-------- Data extracts

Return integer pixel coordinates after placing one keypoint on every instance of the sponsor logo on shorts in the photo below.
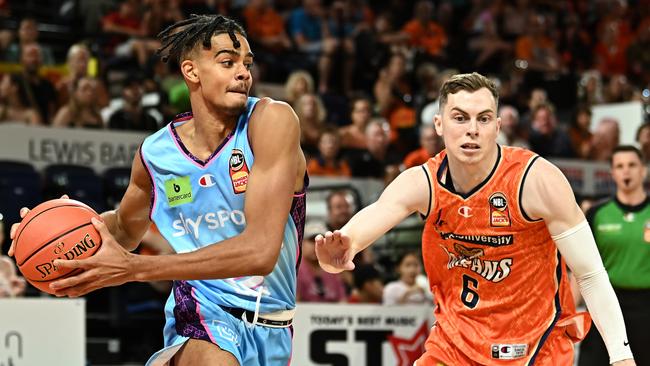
(178, 191)
(225, 332)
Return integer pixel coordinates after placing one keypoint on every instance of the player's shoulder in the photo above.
(269, 108)
(272, 115)
(543, 170)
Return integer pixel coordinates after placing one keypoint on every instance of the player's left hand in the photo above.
(112, 265)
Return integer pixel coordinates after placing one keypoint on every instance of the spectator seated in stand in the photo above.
(368, 285)
(328, 161)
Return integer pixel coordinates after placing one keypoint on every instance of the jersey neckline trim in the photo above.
(632, 208)
(449, 184)
(181, 146)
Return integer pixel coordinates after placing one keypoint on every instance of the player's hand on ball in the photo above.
(334, 252)
(14, 228)
(628, 362)
(112, 265)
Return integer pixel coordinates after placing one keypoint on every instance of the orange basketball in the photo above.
(56, 229)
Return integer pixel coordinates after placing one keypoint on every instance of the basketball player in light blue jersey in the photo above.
(225, 185)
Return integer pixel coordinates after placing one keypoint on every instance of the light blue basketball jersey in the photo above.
(199, 203)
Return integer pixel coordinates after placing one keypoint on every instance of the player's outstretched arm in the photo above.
(408, 193)
(548, 195)
(275, 137)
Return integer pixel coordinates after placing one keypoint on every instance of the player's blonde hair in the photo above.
(469, 82)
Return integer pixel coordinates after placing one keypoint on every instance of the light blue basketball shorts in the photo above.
(252, 345)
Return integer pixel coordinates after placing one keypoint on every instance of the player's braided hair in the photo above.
(182, 37)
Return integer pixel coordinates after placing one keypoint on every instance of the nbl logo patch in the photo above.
(499, 212)
(238, 171)
(207, 180)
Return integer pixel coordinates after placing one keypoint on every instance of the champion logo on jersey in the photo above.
(207, 180)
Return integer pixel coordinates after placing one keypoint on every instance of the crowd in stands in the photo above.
(362, 76)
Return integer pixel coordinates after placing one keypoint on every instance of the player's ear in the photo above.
(437, 123)
(189, 70)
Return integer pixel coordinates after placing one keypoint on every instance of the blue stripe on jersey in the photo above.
(558, 309)
(198, 203)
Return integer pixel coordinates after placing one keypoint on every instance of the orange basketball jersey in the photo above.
(499, 282)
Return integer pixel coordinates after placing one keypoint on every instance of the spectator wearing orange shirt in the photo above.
(611, 51)
(430, 145)
(265, 26)
(328, 163)
(353, 136)
(425, 34)
(536, 48)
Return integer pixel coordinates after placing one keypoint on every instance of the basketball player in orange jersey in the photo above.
(500, 223)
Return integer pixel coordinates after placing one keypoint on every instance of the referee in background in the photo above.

----------------

Problem details: All the lines above should be reproduced exactly, and none of the pictures.

Response:
Return integer pixel coordinates after placing one keypoint on every instance of the sponsor logo on shorts in the photo below.
(178, 191)
(225, 332)
Return integer pixel coordinates after placing one keypoint on every instance of the player's shoulder in the photo above.
(269, 108)
(272, 115)
(543, 170)
Return integer pixel coordinates after placing one keypoint on every instance of the player's left hand in the photo above.
(112, 265)
Return integer pixel coordinates after placing one keypoint on every instance of the spectator seated in stand in the photo above.
(368, 285)
(328, 161)
Return integer pixel coordinates after placing one keypoint on every instance of the jersey neckline trim in the photo above.
(632, 208)
(449, 184)
(181, 146)
Return integer pixel coordinates after placing one keypoint on every instance of the player's hand on ball in the photo above.
(334, 252)
(14, 228)
(628, 362)
(112, 265)
Return integer pixel coordinates after placing one keypoint on every instance of the orange basketball in the photo above.
(56, 229)
Return integer pixel coordinates after placing one keypoint on every instance of the basketball player in light blue jersey in the photo above.
(225, 185)
Return integer pixel coordinates after placing one keypoint on every instance of the light blue basketball jersey in the photo above.
(199, 203)
Return integer pixel coordinates after placing one keypoint on every instance of the player's outstretched arm in the photo above.
(408, 193)
(548, 195)
(275, 137)
Return integer pixel coordinates after placing one keypoint on every instance of the player's blonde hair in the photo above.
(469, 82)
Return integer pixel coordinates after placing one keypoint on every instance of the light blue basketball shorts in the photo above.
(252, 345)
Return integer pixel coordinates after placing one keypoint on every instance of the player's braided hair in the photo above.
(182, 37)
Return integer pixel coordinates after placing one keypoint on every instance of the nbl logo patch in the photo above.
(499, 212)
(238, 171)
(207, 180)
Return integer pixel coordinates after placing one keypoint on every instance of the champion logo on jersey in the photo above.
(207, 180)
Return integer pixel coordinates after placing one keypoint on every instance of the crowd in stands in the photo above.
(362, 76)
Return integer pixel coordinates after placing one keypoint on every instance of the player's ear in the photo above.
(437, 123)
(189, 70)
Return integer pixel coordinates after placing one keypoint on every instance of the blue stripe on jersey in the photo above.
(558, 309)
(198, 203)
Return integer pixel coordinates after placing one keypoint on every instance of the orange basketball jersey in the photo above.
(499, 282)
Return integer pixel coordinates after placing one keypoint on every instance of the spectator wearing orange shirt in the photo above.
(611, 51)
(430, 145)
(265, 26)
(328, 163)
(353, 136)
(425, 34)
(536, 48)
Return integer pixel coordinates after placing one keypoint on every instance of the basketball player in orange jersey in the photo above.
(500, 223)
Return integer pixel coordinates after placing one keypoint on every instance of the referee in background in the photo above.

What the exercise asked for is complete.